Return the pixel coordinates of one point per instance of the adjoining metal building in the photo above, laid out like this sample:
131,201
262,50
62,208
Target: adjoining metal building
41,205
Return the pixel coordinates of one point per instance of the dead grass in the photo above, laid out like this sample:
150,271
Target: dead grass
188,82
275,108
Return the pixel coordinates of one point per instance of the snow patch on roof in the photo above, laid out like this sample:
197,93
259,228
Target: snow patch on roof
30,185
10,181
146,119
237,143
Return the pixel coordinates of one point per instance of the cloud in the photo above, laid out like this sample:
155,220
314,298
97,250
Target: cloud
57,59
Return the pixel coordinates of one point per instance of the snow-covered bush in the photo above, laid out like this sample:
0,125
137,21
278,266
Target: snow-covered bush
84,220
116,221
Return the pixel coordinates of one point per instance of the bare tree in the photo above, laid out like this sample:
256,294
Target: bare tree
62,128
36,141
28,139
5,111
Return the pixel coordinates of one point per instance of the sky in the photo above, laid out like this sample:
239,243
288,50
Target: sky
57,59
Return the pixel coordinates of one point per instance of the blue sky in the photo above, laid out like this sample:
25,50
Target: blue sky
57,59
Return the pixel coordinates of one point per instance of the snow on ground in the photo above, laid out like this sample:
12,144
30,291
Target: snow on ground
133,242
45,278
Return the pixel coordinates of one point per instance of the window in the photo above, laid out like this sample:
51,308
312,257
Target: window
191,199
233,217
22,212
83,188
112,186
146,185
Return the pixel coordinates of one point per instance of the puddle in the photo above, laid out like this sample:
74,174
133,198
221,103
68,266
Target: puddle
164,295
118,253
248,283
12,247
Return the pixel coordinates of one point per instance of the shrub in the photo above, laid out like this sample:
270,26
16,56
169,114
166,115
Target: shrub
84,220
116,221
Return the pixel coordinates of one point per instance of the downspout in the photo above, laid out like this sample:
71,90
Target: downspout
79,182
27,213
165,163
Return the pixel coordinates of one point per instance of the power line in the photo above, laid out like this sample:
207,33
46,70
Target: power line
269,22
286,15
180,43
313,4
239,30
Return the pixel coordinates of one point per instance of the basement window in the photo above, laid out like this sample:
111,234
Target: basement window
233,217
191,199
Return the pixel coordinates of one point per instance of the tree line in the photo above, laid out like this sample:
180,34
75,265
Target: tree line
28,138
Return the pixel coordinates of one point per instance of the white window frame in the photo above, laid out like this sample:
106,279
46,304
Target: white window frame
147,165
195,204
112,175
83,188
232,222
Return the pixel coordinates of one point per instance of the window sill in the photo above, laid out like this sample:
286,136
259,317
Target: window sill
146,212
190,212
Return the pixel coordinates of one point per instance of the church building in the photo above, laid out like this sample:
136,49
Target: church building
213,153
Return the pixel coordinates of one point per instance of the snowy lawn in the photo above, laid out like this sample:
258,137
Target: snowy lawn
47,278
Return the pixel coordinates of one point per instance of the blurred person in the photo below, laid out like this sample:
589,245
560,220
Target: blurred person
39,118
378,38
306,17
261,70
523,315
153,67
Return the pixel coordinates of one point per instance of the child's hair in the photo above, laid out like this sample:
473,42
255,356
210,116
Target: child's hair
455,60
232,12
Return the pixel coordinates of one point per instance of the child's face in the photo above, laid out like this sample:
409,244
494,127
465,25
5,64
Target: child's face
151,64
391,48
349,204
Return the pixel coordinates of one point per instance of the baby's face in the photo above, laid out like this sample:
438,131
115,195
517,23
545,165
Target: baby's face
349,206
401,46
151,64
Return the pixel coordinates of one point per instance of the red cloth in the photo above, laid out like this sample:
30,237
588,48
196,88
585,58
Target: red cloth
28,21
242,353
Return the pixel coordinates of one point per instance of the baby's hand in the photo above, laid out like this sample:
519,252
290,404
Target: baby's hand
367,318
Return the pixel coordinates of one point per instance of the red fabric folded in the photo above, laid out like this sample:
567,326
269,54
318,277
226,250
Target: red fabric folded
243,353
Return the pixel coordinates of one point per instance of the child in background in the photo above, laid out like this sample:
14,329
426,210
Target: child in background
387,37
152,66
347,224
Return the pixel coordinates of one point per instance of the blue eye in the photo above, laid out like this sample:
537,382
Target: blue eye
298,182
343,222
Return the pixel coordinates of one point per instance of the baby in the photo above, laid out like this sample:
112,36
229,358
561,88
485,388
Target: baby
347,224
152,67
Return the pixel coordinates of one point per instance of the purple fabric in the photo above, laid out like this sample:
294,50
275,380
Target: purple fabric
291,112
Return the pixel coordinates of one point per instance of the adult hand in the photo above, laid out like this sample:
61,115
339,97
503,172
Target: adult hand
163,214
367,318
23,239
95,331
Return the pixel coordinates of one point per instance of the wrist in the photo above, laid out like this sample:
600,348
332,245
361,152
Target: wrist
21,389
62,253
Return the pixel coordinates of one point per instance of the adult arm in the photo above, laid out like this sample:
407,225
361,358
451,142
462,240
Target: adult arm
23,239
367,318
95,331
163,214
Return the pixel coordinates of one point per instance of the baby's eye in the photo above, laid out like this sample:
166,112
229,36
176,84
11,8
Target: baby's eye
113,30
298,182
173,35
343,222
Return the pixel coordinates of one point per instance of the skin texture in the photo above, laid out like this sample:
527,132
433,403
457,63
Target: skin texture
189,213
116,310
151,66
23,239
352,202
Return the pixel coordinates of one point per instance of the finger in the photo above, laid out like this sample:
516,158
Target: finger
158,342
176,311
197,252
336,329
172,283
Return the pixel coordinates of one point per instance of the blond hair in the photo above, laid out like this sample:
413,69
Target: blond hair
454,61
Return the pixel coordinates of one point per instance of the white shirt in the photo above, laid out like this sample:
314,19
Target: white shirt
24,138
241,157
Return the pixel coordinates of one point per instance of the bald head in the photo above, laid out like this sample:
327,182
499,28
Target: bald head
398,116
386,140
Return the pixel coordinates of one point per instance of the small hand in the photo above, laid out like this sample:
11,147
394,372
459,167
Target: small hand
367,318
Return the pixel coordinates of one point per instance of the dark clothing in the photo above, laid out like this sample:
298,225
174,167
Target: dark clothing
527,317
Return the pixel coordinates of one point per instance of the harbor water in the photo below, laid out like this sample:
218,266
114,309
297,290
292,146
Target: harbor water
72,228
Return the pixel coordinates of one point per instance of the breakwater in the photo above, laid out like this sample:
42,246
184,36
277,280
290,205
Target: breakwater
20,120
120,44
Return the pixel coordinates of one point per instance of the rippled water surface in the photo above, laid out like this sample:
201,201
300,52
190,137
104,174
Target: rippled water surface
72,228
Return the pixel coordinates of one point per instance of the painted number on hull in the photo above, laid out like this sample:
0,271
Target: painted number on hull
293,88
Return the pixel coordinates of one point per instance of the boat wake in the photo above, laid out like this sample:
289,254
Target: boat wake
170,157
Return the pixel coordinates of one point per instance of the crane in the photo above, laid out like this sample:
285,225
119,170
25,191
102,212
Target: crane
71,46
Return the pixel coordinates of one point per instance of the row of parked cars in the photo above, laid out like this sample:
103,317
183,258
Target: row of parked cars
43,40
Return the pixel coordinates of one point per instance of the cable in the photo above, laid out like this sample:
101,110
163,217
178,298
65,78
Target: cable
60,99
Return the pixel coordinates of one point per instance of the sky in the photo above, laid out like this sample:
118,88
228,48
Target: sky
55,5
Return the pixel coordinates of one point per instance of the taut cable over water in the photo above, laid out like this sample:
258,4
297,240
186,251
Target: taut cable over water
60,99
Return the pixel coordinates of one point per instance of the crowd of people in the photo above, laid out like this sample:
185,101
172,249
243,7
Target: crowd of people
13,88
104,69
----------
Return every line above that contains the word "below".

# ANSWER SECTION:
Return the pixel coordinates of one point per instance of the blurred person in the photo below, laid out like this sample:
Return the pixel coordinates of one point per instance of the harbor water in the photo below, laid out like this sample:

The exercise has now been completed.